**BRIEF**: Write out every line of the records below as a numbered list, leaving out blank lines and the pictures.

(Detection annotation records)
--*--

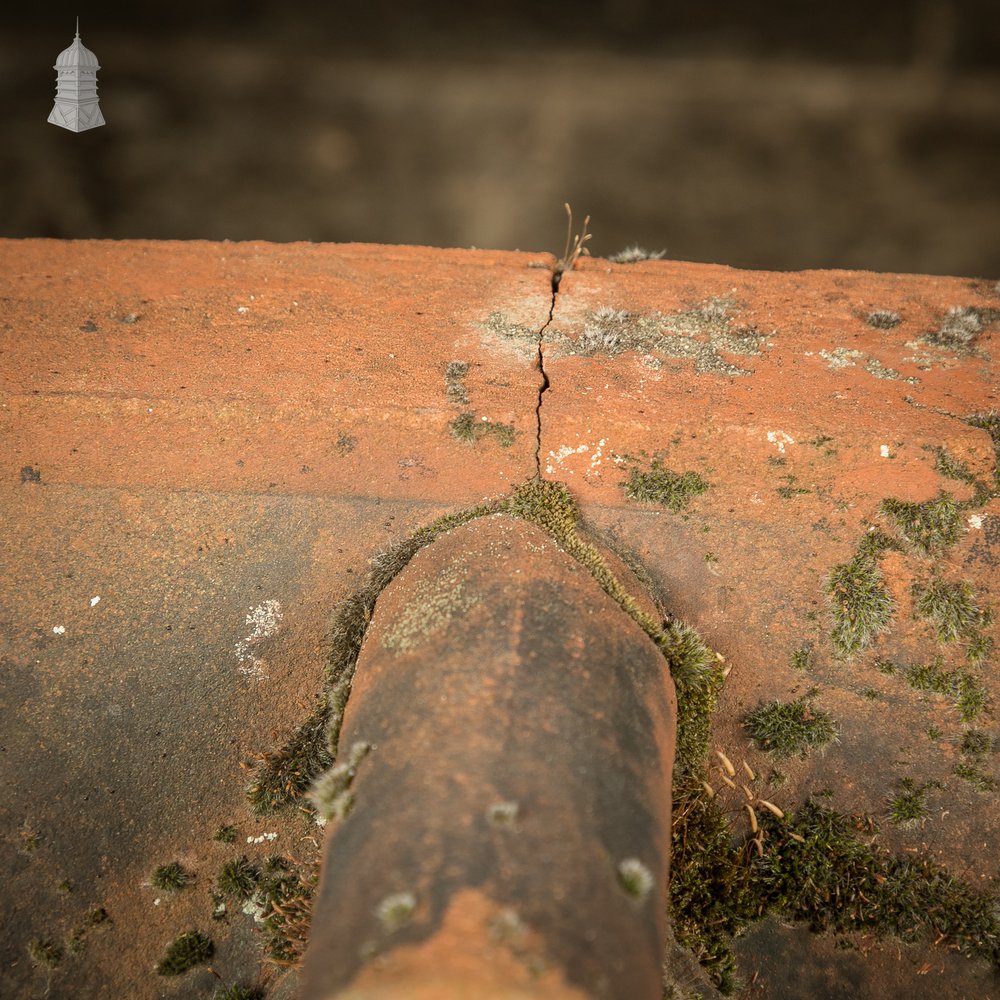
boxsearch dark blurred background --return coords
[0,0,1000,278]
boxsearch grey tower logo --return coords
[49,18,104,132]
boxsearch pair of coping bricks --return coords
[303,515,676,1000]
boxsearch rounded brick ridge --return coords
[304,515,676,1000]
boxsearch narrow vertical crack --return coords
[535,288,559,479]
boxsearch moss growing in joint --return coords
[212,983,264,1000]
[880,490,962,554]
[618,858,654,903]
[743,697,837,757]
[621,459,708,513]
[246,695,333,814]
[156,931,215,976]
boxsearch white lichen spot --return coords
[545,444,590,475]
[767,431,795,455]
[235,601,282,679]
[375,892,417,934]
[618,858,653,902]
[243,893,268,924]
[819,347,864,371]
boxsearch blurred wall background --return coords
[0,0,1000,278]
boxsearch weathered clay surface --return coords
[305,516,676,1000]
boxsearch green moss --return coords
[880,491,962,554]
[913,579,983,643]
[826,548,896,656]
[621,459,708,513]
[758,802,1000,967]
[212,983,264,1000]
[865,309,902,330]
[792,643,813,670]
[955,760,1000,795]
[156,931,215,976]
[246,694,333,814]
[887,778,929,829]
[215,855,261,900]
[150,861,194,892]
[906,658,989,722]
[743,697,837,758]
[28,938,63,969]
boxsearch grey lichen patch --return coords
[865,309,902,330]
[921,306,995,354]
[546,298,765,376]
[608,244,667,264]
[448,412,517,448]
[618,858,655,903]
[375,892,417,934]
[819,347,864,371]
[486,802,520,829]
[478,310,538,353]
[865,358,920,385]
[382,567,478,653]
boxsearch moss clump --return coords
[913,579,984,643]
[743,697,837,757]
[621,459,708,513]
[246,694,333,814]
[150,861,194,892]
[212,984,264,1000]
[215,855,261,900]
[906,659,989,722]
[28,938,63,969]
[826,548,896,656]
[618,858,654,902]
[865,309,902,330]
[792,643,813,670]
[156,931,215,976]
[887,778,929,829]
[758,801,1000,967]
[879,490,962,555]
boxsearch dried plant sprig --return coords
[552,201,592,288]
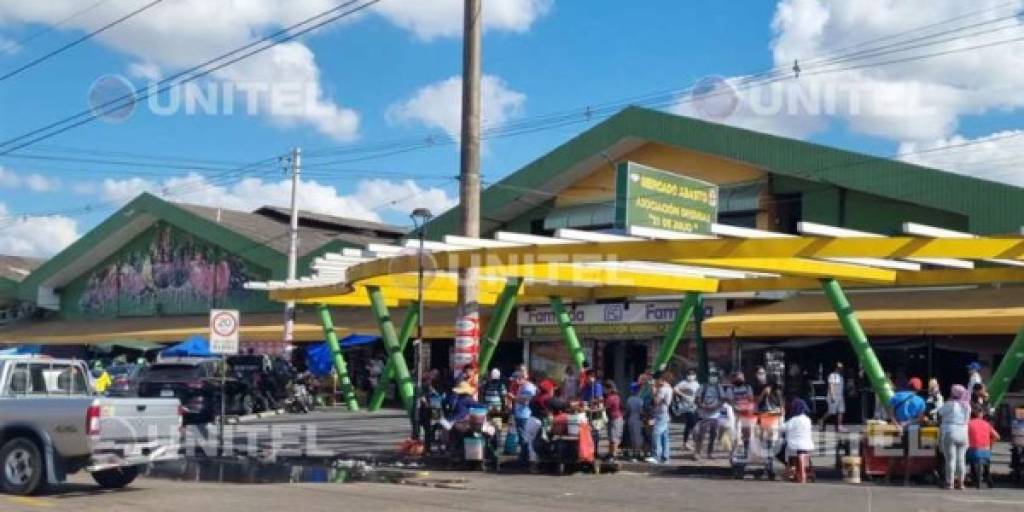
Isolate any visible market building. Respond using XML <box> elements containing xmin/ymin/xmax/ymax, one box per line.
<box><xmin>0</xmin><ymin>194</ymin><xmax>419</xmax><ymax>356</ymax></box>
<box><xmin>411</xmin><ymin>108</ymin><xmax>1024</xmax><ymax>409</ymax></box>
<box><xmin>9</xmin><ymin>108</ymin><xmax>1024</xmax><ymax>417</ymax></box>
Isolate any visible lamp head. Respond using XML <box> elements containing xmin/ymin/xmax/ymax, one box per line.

--*--

**RIGHT ANSWER**:
1. boxsearch dark blurred background --return coords
2. [0,0,1000,278]
3. boxsearch grey tower logo --return coords
4. [49,18,104,132]
5. boxsearch pair of coping bricks --return coords
6. [303,515,676,1000]
7. boxsearch rounded brick ridge --return coords
8. [304,515,676,1000]
9. boxsearch narrow vertical crack --return coords
10. [535,288,559,479]
11. boxsearch moss growing in joint --return coords
12. [212,983,264,1000]
13. [880,490,962,554]
14. [618,858,654,903]
15. [743,697,837,757]
16. [621,459,708,513]
17. [246,695,333,814]
18. [156,931,215,976]
19. boxsearch white lichen spot --return coords
20. [545,444,590,475]
21. [767,431,795,455]
22. [235,601,282,679]
23. [375,892,417,934]
24. [618,858,653,902]
25. [243,893,268,924]
26. [819,347,864,371]
27. boxsearch blurred wall background --return coords
28. [0,0,1000,278]
29. boxsearch weathered clay surface --return coords
30. [305,516,676,1000]
31. boxsearch green moss --return coords
32. [880,491,962,554]
33. [913,579,983,643]
34. [826,548,896,656]
35. [621,459,708,513]
36. [758,802,1000,967]
37. [212,983,264,1000]
38. [865,309,902,330]
39. [792,643,813,670]
40. [955,760,1000,795]
41. [156,931,215,976]
42. [246,694,333,814]
43. [887,778,929,829]
44. [215,855,261,900]
45. [150,861,194,892]
46. [906,658,989,722]
47. [743,697,837,758]
48. [28,938,63,969]
49. boxsearch grey lichen patch --return coords
50. [865,309,902,330]
51. [921,306,995,354]
52. [546,298,765,376]
53. [608,244,667,264]
54. [448,412,517,448]
55. [618,858,655,903]
56. [375,892,417,934]
57. [819,347,864,371]
58. [486,802,520,829]
59. [478,310,538,353]
60. [865,358,920,385]
61. [382,567,478,653]
62. boxsearch moss clump --return coords
63. [913,579,984,643]
64. [743,697,837,757]
65. [621,459,708,513]
66. [246,694,333,814]
67. [150,861,194,892]
68. [212,984,264,1000]
69. [215,855,261,900]
70. [906,659,989,722]
71. [28,938,63,969]
72. [826,548,896,656]
73. [618,858,654,902]
74. [865,309,902,330]
75. [792,643,813,670]
76. [156,931,215,976]
77. [887,778,929,829]
78. [758,801,1000,967]
79. [879,490,962,555]
80. boxsearch dried plant sprig --return coords
81. [552,201,592,288]
82. Isolate any visible market building. Respond using XML <box> elements containing xmin/ymin/xmax/ymax, one box per line.
83. <box><xmin>0</xmin><ymin>194</ymin><xmax>419</xmax><ymax>356</ymax></box>
84. <box><xmin>411</xmin><ymin>108</ymin><xmax>1024</xmax><ymax>409</ymax></box>
85. <box><xmin>9</xmin><ymin>108</ymin><xmax>1024</xmax><ymax>417</ymax></box>
86. Isolate any visible lamp head. Respond using XML <box> elements containing xmin/ymin/xmax/ymax, one box per line.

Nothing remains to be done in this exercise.